▸ Task A: Pull out every line of the records that contains the word "side", matching its case.

▸ Extracted text:

---*---

Government Contract Factoring

As the name implies, this involves the selling of a government-issued invoice. Working with the government can have its unique challenges such as navigating the Assignment of Claims Act which requires special knowledge that not all factoring companies have. The overall process of applying for government contract factoring is very similar to other forms of factoring.

Reverse Factoring

Reverse factoring is very similar to traditional factoring with the only difference being who sells and who pays. With traditional factoring, a business would sell an invoice to a factoring company and use the funds to pay, for example, for a materials order. With reverse factoring, the materials supplier sells their own invoices (at a discount) to the factoring company. After a predetermined time or at job completion, the buyer pays the factoring company for the materials. The factoring company acts as a middleman getting paid for extending payment terms.

“Traditional” Factoring process:

  1. business orders materials
  2. business requests factoring
  3. business receives factoring funds
  4. business uses factoring to pay for the materials
  5. business pays the factoring company after project completion

Reverse Factoring process:

  1. business needs materials
  2. supplier requests factoring
  3. supplier receives payment (factoring funds) for the materials
  4. business pays a factoring company for the materials after project completion

Since there are multiple agreements by all parties and pre-approval checks, reverse factoring can be more involved to set up in the beginning.

Comparing Invoice Factoring to Other Funding Options

When it comes to funding options, small businesses have several choices, including traditional bank loans, lines of credit, and merchant cash advances (MCAs). Here’s how invoice factoring compares:

Factoring vs. Bank Loans

Factoring differs from traditional bank loans in that it provides immediate access to funds based on the value of outstanding invoices, whereas bank loans require collateral and a lengthy application process. Factoring focuses on the creditworthiness of the business’s customers, whereas bank loans primarily consider the creditworthiness of the business itself. The trade-off is that factoring is typically more expensive than bank loans.

---*---

Excerpts of pointing data
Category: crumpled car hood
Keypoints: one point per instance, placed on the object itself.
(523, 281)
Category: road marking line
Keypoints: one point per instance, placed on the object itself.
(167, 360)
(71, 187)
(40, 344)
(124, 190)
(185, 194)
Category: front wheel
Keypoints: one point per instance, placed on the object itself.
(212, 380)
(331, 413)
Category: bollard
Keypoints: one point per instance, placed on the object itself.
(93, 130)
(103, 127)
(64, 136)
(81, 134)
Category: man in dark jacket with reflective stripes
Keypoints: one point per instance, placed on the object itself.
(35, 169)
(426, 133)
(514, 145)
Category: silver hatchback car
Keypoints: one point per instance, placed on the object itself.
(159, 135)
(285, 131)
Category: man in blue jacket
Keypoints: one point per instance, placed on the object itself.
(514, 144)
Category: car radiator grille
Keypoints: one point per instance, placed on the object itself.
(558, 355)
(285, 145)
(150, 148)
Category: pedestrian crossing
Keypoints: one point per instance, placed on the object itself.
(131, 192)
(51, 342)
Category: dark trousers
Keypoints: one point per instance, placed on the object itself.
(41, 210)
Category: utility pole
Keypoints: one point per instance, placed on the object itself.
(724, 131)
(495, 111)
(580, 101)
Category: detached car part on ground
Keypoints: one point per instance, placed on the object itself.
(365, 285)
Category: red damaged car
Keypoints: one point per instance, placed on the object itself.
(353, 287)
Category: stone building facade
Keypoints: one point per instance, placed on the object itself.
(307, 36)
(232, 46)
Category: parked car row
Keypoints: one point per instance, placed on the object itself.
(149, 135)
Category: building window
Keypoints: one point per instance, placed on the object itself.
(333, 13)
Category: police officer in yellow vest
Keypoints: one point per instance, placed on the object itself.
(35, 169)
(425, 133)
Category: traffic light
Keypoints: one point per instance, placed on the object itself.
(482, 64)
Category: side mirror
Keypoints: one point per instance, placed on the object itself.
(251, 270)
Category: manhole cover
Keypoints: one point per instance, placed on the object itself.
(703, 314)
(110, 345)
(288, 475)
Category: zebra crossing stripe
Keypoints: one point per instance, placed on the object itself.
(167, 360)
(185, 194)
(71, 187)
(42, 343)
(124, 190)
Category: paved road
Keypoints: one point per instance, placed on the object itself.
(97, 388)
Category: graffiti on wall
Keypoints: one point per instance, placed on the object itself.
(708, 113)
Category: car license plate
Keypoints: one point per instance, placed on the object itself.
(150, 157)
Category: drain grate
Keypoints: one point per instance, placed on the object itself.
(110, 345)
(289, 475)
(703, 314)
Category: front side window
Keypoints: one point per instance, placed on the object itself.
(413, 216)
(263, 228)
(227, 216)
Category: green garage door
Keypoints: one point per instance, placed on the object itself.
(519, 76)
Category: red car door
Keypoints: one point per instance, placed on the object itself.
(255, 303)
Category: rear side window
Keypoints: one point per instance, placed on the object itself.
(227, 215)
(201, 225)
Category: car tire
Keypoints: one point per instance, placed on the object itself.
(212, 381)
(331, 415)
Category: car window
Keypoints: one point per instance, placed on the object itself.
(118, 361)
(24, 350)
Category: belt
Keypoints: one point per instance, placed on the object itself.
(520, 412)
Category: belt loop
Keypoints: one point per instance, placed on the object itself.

---*---

▸ Task B: Write out the stretch of the factoring text from "When it comes" through "than bank loans.", word for word.

▸ Exercise solution A:
Category: side mirror
Category: front side window
Category: rear side window

▸ Exercise solution B:
When it comes to funding options, small businesses have several choices, including traditional bank loans, lines of credit, and merchant cash advances (MCAs). Here’s how invoice factoring compares:

Factoring vs. Bank Loans

Factoring differs from traditional bank loans in that it provides immediate access to funds based on the value of outstanding invoices, whereas bank loans require collateral and a lengthy application process. Factoring focuses on the creditworthiness of the business’s customers, whereas bank loans primarily consider the creditworthiness of the business itself. The trade-off is that factoring is typically more expensive than bank loans.